Provided data: Begin

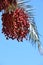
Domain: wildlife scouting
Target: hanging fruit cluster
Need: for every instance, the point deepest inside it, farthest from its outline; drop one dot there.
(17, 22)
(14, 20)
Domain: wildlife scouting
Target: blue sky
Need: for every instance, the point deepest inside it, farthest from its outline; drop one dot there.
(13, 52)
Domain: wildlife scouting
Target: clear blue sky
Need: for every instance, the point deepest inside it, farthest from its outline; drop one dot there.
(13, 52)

Provided data: End

**Task goal:** What lines above contain the word "blue"? Return each such line.

**Exercise solution:**
Target: blue sky
Target: clear blue sky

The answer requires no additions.